=== Records shown ===

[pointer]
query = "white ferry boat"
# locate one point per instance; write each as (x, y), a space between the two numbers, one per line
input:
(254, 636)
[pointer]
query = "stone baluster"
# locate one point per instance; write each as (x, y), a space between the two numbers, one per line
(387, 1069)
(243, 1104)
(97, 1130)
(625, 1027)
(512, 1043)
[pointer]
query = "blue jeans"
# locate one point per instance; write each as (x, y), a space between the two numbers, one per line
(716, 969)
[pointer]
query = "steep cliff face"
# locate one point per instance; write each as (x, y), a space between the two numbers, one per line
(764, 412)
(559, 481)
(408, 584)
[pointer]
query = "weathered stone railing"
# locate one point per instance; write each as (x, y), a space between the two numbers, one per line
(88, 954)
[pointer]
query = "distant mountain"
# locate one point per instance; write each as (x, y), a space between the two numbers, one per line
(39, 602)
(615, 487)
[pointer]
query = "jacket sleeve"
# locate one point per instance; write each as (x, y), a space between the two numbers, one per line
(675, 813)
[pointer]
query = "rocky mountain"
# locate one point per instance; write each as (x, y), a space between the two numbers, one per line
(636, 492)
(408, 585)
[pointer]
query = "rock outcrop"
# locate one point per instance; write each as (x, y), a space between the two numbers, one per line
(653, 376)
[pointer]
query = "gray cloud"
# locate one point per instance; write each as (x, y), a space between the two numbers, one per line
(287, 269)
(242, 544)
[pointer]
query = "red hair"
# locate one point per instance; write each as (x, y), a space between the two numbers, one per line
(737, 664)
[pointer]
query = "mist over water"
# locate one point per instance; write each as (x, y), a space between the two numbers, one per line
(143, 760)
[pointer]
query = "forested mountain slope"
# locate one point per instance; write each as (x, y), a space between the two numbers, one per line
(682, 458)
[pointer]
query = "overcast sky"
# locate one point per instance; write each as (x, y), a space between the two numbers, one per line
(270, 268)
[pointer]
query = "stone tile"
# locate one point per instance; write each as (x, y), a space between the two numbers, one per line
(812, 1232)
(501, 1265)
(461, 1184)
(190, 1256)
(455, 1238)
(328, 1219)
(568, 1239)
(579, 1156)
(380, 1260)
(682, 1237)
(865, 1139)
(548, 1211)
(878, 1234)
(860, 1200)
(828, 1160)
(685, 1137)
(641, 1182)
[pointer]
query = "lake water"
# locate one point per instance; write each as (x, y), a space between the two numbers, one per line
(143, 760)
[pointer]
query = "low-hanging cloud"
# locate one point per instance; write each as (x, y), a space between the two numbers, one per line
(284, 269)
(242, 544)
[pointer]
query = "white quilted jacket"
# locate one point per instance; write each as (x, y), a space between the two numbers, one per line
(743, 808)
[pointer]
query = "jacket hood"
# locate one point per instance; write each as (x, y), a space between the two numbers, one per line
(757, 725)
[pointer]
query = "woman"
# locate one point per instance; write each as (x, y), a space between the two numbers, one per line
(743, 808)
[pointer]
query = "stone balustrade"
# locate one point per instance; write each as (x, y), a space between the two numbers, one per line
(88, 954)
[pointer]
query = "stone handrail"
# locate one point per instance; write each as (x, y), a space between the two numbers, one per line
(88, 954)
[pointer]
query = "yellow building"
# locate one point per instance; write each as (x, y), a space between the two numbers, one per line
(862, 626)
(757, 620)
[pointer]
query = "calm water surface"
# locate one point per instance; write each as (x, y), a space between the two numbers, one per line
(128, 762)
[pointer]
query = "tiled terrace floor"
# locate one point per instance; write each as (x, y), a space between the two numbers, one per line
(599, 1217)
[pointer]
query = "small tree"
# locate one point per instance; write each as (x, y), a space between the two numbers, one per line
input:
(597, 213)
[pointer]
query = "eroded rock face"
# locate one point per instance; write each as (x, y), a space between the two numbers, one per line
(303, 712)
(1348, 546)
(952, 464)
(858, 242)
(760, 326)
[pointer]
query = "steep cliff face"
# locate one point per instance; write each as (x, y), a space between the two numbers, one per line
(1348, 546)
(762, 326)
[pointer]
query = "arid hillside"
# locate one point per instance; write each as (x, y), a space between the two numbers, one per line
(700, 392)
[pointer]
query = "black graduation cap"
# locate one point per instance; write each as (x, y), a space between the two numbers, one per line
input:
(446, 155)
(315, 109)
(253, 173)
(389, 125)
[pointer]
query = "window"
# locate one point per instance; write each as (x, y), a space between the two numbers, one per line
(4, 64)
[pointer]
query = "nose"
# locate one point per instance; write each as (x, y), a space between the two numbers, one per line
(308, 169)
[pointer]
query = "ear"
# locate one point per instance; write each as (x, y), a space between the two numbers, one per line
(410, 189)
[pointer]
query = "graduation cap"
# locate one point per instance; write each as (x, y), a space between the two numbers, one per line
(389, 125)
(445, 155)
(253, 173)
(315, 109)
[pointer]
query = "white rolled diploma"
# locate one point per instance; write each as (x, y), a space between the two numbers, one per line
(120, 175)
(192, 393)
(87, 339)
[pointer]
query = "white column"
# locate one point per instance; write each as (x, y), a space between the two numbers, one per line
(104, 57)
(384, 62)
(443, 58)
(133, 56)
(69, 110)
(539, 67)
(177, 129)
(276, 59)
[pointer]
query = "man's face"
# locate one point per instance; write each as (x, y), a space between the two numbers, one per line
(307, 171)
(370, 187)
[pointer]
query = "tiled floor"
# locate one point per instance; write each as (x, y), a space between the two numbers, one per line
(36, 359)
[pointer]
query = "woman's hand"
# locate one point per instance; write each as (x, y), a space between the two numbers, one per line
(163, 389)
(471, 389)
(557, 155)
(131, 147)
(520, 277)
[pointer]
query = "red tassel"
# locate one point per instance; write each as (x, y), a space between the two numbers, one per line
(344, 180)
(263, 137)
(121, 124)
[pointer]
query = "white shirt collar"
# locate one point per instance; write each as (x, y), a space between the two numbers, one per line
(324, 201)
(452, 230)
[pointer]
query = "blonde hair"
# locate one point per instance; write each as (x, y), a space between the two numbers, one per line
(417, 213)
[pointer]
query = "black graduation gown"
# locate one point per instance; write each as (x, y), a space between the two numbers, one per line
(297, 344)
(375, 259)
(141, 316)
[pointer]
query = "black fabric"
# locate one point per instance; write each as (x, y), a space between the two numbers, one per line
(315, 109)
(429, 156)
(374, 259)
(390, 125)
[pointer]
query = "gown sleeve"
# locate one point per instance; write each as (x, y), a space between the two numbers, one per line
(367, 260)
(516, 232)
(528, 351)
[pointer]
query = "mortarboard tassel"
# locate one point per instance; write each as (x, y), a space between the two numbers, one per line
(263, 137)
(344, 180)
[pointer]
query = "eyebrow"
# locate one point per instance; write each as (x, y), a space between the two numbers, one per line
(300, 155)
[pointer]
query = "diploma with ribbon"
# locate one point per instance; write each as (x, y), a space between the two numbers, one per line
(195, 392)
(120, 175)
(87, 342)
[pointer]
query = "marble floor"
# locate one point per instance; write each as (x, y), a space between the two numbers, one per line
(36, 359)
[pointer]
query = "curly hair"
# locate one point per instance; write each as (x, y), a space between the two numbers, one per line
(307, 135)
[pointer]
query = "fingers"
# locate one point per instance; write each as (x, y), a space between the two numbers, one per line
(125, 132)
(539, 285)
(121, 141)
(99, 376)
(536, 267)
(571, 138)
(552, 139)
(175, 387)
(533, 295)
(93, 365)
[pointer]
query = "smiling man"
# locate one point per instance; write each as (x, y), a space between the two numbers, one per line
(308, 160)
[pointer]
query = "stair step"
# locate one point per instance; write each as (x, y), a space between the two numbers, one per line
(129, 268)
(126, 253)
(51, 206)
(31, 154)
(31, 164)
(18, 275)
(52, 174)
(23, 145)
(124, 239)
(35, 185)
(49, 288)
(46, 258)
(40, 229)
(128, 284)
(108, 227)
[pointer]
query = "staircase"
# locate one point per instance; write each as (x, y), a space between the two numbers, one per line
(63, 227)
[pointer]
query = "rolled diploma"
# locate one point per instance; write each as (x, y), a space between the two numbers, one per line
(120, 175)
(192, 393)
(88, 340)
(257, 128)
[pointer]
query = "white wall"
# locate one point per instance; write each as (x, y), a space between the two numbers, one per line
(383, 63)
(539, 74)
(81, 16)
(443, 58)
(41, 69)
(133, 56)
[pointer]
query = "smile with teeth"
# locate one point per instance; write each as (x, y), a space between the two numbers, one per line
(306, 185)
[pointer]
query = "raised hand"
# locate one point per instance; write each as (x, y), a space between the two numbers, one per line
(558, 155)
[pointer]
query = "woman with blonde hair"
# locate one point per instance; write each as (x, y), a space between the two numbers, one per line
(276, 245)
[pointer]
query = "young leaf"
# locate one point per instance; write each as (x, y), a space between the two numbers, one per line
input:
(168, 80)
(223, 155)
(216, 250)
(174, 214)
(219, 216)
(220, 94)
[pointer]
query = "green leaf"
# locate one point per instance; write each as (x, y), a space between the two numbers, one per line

===

Filter the data above to the lines that contain the string "woman", and copy each of those lines in full.

## [Answer in full]
query = "woman"
query = "woman's hand"
query = "woman with blonde hair"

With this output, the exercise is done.